Exercise ▸ Count lines, not occurrences: report how many lines in the records hold the string "image", and nothing else.
BEGIN
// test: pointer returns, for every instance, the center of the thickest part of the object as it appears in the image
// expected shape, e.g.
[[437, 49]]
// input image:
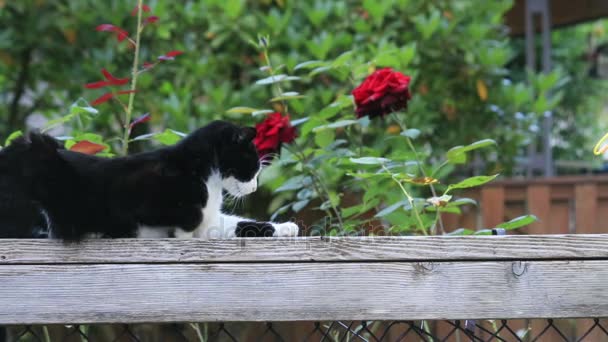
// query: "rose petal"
[[151, 19], [144, 118], [87, 147], [95, 85], [144, 7], [103, 98]]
END
Reply to the task ▸ 2